■ OBJECTIF FIXÉ
D'après le texte sur les Harkis, répondez à ces questions en numérotant vos réponses de la même façon :
1. Quel jour le texte a-t-il été posté ?
2. Que désigne le sigle SAS ?
3. Dans quelles formations servaient les goumiers ?

REFLEXION : Le drame des Harkis et le syndrome de Machiavel

Posté le dimanche 27 septembre 2020
REFLEXION : Le drame des Harkis et le syndrome de Machiavel

A l'origine, on appelait « Harkis » les soldats musulmans qui s'étaient engagés dans les harkas, ces unités composées de combattants arabes et berbères, mais commandées et encadrées par des militaires français pour lutter contre la rébellion algérienne. Aujourd'hui on considère comme « Harkis » tous les supplétifs musulmans qui ont combattu dans l'armée française pendant la guerre d'Algérie : moghaznis qui assistaient les officiers des SAS (sections administratives spécialisées) dans la gestion des douars, goumiers des groupes mobiles de sécurité (GMS), gardes dans les groupes d'autodéfense (GAD). A cela s'ajoutent les musulmans servant dans les brigades de gendarmerie et les régiments de réserves générales. Par la suite, ces formations seront renforcées de ralliés qui combattront leurs coreligionnaires dans le djebel.

■ LIGNES ENREGISTRÉES

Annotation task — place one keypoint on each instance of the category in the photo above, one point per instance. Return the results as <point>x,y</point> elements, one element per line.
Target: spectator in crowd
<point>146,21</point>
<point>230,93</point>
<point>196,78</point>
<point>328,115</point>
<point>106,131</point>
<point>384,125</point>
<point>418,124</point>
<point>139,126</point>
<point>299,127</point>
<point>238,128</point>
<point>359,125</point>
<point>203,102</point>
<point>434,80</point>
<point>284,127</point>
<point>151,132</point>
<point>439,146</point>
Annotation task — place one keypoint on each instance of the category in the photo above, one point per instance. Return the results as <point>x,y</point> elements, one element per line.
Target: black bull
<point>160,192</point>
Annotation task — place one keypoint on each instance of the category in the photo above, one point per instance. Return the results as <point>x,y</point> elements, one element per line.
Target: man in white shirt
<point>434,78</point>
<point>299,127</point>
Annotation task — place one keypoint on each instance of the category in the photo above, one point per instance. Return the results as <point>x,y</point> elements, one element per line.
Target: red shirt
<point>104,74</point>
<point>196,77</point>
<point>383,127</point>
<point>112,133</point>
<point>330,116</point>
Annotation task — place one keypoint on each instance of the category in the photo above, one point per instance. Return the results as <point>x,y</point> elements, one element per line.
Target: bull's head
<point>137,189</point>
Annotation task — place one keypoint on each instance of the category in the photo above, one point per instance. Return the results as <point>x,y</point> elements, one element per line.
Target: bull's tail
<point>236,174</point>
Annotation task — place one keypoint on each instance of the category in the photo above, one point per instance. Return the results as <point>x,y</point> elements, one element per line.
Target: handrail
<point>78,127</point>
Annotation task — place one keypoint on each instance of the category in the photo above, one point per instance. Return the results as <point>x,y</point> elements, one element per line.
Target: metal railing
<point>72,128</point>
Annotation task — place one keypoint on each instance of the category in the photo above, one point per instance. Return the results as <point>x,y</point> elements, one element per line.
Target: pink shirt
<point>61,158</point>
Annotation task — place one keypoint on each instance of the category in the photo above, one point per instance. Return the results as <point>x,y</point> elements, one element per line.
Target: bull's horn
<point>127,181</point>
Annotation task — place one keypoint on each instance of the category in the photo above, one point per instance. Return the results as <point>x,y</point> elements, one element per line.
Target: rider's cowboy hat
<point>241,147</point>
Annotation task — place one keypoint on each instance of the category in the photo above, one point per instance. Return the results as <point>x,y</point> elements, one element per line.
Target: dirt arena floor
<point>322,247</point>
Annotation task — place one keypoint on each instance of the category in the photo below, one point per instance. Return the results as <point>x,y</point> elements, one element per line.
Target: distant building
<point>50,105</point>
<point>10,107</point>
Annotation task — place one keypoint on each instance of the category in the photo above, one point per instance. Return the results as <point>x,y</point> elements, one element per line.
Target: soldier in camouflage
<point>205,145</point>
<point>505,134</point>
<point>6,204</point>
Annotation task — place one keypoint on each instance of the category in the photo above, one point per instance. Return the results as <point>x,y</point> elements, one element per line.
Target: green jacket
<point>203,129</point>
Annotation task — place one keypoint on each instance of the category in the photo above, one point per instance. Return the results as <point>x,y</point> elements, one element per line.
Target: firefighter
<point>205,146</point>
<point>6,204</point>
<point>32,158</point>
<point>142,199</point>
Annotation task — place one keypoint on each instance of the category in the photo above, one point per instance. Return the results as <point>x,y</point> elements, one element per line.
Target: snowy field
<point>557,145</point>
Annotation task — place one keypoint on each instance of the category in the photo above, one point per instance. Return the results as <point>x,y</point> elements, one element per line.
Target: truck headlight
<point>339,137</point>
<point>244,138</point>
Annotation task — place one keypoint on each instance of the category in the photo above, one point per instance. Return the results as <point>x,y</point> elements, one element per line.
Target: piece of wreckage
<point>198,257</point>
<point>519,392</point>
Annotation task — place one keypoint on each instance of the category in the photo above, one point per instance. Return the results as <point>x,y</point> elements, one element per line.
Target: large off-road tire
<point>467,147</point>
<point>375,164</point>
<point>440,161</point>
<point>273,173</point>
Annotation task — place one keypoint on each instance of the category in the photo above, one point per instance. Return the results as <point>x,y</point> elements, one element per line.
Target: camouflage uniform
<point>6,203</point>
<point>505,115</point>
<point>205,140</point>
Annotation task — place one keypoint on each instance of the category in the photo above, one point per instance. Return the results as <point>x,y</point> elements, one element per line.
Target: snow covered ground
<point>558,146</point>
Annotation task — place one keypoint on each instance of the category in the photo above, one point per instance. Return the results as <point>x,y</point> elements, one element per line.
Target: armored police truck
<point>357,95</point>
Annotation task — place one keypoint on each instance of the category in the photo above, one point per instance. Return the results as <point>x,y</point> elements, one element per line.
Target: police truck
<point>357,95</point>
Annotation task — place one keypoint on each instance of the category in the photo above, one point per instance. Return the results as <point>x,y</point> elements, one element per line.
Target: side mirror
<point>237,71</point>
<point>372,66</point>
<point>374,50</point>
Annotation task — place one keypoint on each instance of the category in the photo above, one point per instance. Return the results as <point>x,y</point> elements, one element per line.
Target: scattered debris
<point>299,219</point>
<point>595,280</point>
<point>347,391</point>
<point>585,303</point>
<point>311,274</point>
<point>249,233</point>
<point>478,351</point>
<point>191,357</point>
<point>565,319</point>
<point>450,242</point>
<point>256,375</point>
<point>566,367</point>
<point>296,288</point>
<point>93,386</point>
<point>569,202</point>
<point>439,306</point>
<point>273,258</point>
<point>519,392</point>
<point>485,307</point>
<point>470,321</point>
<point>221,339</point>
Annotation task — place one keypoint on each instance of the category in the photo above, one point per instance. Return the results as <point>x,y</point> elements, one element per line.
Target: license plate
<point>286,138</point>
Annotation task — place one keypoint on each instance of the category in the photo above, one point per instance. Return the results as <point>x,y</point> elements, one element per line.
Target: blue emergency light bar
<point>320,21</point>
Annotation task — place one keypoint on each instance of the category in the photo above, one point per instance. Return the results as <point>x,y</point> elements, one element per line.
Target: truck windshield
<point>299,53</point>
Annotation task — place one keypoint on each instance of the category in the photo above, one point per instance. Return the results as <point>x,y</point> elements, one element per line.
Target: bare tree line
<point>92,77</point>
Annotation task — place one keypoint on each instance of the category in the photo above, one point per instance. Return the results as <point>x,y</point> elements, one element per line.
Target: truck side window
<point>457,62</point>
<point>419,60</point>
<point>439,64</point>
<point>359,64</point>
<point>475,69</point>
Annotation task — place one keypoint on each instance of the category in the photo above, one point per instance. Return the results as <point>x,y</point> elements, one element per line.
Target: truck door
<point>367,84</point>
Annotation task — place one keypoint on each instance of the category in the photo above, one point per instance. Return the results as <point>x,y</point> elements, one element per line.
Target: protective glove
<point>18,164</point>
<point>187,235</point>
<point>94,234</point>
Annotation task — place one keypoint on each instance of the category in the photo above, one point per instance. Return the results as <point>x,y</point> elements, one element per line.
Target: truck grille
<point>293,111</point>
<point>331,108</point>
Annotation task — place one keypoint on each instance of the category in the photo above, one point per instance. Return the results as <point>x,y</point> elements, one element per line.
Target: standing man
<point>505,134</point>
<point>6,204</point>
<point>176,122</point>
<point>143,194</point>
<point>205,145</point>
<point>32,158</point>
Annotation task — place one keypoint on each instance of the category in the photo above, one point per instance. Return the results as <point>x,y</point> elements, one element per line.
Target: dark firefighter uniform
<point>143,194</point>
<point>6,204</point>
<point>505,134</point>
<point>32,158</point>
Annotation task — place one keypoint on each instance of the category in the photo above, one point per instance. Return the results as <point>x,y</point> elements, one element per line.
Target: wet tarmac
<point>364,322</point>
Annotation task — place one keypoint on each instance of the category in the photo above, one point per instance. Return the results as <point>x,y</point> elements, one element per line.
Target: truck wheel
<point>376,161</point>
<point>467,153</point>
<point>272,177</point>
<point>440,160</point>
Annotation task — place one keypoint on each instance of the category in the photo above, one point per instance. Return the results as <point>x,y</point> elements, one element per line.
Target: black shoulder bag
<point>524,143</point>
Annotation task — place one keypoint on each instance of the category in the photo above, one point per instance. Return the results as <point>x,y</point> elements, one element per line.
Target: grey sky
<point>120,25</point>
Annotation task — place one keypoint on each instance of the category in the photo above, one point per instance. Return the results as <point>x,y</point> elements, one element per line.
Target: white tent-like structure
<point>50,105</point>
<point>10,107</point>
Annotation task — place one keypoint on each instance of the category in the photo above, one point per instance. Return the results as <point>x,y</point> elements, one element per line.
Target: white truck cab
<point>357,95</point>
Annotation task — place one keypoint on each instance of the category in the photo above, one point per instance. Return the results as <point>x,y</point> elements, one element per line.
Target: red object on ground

■ RÉPONSE COMPLÈTE
1. Le dimanche 27 septembre 2020.
2. Les sections administratives spécialisées.
3. Dans les groupes mobiles de sécurité (GMS).